Task directions.
Reproduce the listing below verbatim, keeping every line and character unchanged.
□ □ □ □ □
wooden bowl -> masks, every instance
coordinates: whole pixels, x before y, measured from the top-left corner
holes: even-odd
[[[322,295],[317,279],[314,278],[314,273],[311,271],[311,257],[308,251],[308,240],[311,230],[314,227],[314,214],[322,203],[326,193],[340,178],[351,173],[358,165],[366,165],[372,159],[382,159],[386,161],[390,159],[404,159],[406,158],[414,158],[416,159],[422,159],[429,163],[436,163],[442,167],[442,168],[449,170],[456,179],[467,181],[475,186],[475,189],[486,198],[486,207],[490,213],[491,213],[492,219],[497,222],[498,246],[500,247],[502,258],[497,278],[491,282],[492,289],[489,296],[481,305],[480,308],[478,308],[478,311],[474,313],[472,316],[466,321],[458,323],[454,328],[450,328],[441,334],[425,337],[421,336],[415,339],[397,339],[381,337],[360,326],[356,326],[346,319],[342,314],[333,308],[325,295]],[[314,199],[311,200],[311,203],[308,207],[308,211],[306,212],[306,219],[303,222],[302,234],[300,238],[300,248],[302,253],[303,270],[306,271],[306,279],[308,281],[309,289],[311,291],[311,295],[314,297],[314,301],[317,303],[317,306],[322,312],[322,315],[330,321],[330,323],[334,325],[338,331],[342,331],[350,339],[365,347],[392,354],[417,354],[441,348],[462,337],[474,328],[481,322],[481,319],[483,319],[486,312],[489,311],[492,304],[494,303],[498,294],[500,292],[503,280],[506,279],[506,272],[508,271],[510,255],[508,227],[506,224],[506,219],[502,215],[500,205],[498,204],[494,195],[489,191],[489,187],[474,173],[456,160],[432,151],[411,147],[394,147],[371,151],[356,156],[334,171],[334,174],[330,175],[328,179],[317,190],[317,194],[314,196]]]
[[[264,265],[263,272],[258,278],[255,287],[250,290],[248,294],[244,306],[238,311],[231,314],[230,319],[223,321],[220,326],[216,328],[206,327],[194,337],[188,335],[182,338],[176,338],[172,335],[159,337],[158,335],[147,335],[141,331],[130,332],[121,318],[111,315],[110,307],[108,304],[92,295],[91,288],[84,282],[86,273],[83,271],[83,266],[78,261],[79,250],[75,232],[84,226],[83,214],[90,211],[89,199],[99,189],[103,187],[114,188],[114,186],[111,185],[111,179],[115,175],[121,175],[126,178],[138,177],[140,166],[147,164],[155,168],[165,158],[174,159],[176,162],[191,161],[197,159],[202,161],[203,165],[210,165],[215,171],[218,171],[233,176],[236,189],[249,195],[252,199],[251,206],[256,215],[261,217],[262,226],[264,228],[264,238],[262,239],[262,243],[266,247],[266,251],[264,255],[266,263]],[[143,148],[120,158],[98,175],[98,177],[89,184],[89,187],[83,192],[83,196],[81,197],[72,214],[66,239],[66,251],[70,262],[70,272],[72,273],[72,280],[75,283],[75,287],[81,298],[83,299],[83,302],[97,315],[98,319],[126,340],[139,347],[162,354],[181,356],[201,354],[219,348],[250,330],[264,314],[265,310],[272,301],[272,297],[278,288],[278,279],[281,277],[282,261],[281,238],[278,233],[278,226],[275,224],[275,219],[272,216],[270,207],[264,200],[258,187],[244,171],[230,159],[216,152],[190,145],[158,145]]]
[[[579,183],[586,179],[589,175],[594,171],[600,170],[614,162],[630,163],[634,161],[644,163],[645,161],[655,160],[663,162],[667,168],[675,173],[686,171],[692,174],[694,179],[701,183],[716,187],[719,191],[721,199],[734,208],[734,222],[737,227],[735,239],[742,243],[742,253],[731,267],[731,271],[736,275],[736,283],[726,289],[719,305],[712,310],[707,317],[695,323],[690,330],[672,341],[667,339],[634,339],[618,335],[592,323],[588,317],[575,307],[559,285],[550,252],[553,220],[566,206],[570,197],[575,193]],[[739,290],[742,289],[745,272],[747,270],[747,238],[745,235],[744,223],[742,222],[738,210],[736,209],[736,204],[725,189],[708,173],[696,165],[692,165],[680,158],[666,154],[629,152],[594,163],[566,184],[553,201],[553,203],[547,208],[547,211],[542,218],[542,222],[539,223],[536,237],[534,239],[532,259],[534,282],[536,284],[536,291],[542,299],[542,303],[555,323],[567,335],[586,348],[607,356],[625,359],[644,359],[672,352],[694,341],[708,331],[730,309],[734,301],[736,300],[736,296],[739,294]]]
□ □ □ □ □
Answer for the task.
wooden bowl -> masks, every instance
coordinates: whole pixels, x before y, measured from the top-left corner
holes: even-odd
[[[322,295],[317,279],[314,278],[314,273],[311,271],[311,257],[308,251],[308,240],[311,230],[314,227],[314,214],[322,203],[326,193],[340,178],[351,173],[358,165],[366,165],[372,159],[382,159],[386,161],[390,159],[404,159],[406,158],[414,158],[416,159],[422,159],[429,163],[436,163],[442,167],[442,168],[449,170],[456,179],[467,181],[475,186],[475,189],[486,198],[486,207],[490,213],[491,213],[492,219],[497,222],[498,246],[500,247],[502,258],[497,278],[491,282],[492,289],[489,296],[481,305],[480,308],[478,308],[478,311],[474,313],[472,316],[466,321],[458,323],[454,328],[450,328],[441,334],[425,337],[421,336],[415,339],[397,339],[381,337],[360,326],[356,326],[346,319],[342,314],[333,308],[325,295]],[[314,199],[311,200],[311,203],[308,207],[308,211],[306,212],[306,219],[303,222],[302,234],[300,238],[300,248],[302,253],[303,270],[306,271],[306,279],[308,281],[309,289],[311,291],[311,295],[314,297],[314,301],[317,303],[317,306],[322,312],[322,315],[330,321],[330,323],[334,325],[338,331],[342,331],[350,339],[365,347],[392,354],[417,354],[441,348],[462,337],[474,328],[481,322],[481,319],[483,319],[486,312],[489,311],[492,304],[494,303],[498,294],[500,292],[503,280],[506,279],[506,272],[508,271],[510,255],[508,227],[506,224],[506,219],[502,215],[500,205],[498,204],[494,195],[489,191],[489,187],[474,173],[456,160],[432,151],[411,147],[394,147],[371,151],[356,156],[334,171],[334,174],[330,175],[328,179],[317,190],[317,194],[314,196]]]
[[[264,265],[263,272],[258,278],[255,287],[250,290],[248,294],[244,306],[238,311],[231,314],[230,319],[223,321],[220,326],[216,328],[206,327],[194,337],[188,335],[182,338],[176,338],[172,335],[159,337],[158,335],[147,335],[141,331],[130,332],[121,318],[111,315],[110,307],[108,304],[92,295],[91,288],[84,282],[86,273],[83,271],[83,266],[78,261],[79,250],[75,232],[84,226],[83,214],[90,211],[89,199],[99,189],[103,187],[114,188],[114,186],[111,185],[111,179],[115,175],[121,175],[126,178],[138,177],[140,166],[147,164],[155,168],[165,158],[174,159],[176,162],[191,161],[197,159],[202,161],[203,165],[210,165],[215,171],[218,171],[233,176],[236,189],[249,195],[252,199],[251,206],[256,215],[261,217],[262,226],[264,228],[264,238],[262,239],[262,243],[266,247],[266,251],[264,255],[266,263]],[[143,148],[120,158],[98,175],[98,177],[89,184],[89,187],[83,192],[83,196],[81,197],[72,214],[66,239],[66,251],[70,262],[70,272],[72,273],[72,280],[75,283],[75,287],[81,298],[83,299],[83,302],[97,315],[98,319],[126,340],[139,347],[162,354],[181,356],[201,354],[219,348],[250,330],[264,314],[265,310],[272,301],[272,297],[278,288],[278,279],[281,277],[282,261],[281,238],[278,233],[278,226],[275,224],[275,219],[272,216],[270,207],[264,200],[258,187],[244,171],[230,159],[216,152],[190,145],[158,145]]]
[[[579,183],[586,179],[589,175],[594,171],[600,170],[614,162],[630,163],[634,161],[644,163],[645,161],[655,160],[663,162],[667,168],[675,173],[686,171],[692,174],[694,179],[701,183],[716,187],[719,191],[721,199],[734,208],[734,222],[737,227],[735,239],[742,243],[742,253],[731,267],[731,271],[736,275],[736,283],[726,289],[719,305],[712,310],[707,317],[695,323],[690,330],[672,341],[667,339],[634,339],[618,335],[592,323],[588,317],[575,307],[559,285],[550,252],[553,220],[566,206],[570,197],[575,193]],[[739,290],[742,289],[745,272],[747,270],[747,238],[745,235],[744,223],[742,222],[738,210],[736,209],[736,204],[725,189],[708,173],[696,165],[692,165],[680,158],[666,154],[629,152],[594,163],[566,184],[553,201],[553,203],[547,208],[547,211],[542,218],[542,222],[539,223],[536,237],[534,239],[532,259],[534,282],[536,284],[536,291],[542,299],[542,303],[555,323],[567,335],[586,348],[607,356],[625,359],[644,359],[672,352],[694,341],[708,331],[730,309],[734,301],[736,300],[736,296],[739,294]]]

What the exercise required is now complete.